▶ **What to do**
Beginning at the line containing "of the terracotta", output every line to the end of the data below exactly as it appears.

• • • •

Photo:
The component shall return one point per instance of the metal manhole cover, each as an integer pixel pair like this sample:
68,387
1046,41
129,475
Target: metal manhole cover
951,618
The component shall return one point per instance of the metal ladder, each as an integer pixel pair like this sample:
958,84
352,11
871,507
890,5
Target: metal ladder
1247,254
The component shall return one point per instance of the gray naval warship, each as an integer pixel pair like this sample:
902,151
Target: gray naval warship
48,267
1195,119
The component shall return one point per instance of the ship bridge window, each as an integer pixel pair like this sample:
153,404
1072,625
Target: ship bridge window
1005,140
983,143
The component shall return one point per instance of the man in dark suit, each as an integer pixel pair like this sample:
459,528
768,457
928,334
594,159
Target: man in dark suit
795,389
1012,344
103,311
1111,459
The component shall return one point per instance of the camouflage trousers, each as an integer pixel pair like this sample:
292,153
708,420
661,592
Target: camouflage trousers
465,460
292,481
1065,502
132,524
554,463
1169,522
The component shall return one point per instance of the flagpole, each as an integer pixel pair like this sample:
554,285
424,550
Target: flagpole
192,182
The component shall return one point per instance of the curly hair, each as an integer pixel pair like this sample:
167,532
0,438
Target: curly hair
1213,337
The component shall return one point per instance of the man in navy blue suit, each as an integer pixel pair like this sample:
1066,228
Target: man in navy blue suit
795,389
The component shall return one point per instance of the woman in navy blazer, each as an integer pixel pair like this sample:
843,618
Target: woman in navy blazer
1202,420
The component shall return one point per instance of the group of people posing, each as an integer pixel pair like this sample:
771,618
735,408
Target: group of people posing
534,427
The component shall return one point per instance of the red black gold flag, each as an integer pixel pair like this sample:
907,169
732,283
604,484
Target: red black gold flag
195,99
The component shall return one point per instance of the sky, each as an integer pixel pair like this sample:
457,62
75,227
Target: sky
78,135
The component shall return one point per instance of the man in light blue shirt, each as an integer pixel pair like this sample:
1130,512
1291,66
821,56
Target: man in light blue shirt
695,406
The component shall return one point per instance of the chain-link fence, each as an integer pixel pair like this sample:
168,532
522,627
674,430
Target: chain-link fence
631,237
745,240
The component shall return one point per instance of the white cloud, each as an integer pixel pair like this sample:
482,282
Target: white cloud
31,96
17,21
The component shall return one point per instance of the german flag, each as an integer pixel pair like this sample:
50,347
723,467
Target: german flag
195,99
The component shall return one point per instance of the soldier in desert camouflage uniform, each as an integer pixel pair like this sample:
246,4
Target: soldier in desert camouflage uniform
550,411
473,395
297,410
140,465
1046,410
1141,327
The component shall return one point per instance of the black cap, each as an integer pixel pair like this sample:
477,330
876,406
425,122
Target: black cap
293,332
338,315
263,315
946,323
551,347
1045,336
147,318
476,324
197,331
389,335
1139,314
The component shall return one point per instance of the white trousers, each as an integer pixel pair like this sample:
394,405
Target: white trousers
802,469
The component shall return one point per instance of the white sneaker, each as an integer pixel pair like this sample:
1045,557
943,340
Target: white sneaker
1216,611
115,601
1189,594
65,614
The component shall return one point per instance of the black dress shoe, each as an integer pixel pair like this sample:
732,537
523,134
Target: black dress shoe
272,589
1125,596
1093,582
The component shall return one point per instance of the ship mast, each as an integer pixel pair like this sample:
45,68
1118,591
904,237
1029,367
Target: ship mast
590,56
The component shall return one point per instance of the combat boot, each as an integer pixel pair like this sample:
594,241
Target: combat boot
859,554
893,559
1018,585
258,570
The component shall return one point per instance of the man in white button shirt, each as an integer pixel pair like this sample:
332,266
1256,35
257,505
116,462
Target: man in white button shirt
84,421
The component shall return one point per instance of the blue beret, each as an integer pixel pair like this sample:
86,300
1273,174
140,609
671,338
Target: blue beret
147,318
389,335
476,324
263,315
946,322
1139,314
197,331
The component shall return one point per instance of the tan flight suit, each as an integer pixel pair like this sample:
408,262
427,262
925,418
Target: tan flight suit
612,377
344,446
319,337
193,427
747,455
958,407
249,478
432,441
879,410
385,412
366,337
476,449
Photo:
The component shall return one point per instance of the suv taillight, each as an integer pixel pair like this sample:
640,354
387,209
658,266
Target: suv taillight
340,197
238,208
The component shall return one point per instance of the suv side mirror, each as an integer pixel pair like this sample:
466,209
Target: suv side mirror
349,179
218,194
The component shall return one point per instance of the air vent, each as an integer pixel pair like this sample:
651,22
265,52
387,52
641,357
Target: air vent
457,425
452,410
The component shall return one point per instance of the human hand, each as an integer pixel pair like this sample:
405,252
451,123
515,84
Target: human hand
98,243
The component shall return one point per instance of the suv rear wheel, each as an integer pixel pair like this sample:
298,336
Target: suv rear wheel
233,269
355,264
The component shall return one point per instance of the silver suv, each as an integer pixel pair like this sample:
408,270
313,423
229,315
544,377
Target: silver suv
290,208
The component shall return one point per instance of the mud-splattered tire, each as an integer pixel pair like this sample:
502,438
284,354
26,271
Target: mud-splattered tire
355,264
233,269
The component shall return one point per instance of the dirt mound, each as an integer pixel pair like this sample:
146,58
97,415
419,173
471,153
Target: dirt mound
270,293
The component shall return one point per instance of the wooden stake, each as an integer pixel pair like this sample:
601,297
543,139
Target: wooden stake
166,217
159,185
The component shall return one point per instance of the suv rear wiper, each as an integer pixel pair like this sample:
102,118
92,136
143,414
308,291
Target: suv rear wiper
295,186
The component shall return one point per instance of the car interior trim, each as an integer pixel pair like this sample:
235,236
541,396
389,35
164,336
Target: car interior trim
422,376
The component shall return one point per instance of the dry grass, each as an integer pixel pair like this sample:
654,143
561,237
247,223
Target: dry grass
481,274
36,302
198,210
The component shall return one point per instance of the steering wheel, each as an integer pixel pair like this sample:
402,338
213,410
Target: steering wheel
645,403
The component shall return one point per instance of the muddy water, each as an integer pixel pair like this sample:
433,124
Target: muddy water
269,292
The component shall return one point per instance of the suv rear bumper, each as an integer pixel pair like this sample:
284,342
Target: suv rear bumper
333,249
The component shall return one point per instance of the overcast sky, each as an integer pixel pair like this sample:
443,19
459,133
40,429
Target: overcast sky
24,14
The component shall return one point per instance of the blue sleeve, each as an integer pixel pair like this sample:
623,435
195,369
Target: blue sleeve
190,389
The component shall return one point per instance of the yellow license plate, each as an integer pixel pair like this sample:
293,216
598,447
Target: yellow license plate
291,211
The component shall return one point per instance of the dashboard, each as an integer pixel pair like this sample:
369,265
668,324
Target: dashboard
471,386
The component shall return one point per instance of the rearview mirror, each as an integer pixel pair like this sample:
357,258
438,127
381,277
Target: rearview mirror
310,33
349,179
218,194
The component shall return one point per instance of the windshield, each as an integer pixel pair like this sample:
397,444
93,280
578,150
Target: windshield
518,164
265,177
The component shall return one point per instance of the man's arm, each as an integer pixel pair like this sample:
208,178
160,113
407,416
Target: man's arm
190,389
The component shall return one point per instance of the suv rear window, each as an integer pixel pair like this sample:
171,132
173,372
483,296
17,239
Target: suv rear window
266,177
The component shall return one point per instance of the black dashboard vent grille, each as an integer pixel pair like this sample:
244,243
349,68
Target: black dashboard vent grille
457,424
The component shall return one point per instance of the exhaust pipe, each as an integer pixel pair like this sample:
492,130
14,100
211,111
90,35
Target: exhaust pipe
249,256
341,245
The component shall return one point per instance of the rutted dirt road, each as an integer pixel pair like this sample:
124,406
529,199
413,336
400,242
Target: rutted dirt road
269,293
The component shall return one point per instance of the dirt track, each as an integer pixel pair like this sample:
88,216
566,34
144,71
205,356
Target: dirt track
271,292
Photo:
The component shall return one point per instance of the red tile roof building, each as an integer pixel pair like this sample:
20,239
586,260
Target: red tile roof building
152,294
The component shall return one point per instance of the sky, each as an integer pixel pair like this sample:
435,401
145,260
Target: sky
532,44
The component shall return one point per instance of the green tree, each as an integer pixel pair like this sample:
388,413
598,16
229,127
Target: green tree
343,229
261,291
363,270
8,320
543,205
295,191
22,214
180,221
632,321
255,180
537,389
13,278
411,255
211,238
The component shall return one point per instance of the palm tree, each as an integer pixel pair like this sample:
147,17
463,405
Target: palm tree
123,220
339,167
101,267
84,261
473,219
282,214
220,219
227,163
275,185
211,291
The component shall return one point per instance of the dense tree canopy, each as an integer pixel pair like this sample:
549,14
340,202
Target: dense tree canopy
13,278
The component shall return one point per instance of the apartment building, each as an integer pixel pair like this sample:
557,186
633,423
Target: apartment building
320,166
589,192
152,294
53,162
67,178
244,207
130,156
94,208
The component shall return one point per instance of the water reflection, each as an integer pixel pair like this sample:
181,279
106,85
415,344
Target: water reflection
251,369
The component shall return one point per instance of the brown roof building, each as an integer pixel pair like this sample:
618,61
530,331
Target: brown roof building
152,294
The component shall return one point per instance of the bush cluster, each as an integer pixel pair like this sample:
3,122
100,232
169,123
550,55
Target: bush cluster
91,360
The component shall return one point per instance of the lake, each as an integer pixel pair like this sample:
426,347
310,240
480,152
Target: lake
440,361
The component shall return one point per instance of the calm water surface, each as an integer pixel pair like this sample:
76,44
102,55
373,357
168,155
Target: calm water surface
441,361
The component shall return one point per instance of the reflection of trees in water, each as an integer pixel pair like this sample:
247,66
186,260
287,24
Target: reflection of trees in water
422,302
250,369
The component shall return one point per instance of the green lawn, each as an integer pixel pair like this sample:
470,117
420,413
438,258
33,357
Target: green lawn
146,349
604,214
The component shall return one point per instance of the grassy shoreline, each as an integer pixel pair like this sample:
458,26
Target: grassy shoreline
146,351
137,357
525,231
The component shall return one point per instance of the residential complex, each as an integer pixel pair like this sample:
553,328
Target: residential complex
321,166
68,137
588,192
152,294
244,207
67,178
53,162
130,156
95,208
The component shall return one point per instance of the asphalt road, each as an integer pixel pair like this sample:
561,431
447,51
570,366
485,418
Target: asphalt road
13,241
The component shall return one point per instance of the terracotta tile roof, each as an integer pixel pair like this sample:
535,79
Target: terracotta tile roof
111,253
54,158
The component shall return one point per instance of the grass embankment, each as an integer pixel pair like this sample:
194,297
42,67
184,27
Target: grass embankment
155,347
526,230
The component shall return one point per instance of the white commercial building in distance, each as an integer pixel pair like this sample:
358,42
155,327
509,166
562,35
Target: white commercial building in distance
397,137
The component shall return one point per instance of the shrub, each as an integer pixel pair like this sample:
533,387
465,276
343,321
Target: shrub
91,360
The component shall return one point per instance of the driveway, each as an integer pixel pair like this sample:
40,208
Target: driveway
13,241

• • • •

▶ **Written reply**
The component shall return one point per instance of the terracotta tile roof, each as an integer pixel pair like this sample:
535,79
Target: terracotta tile roof
111,253
54,158
The component shall return one point per instance of the grass embankment, each as an integer pixel pair like this sample:
194,297
42,67
184,27
Target: grass embankment
155,347
526,230
The component shall return one point per instance of the white commercial building in distance, each as an integer pixel pair like this sample:
358,42
155,327
509,166
562,35
Target: white commercial building in distance
397,137
The component shall return one point per instance of the shrub, each as an integer pixel pair like this sample:
533,387
465,276
343,321
Target: shrub
91,360
The component shall return one point per instance of the driveway, each as an integer pixel pair like this sample:
40,208
Target: driveway
13,241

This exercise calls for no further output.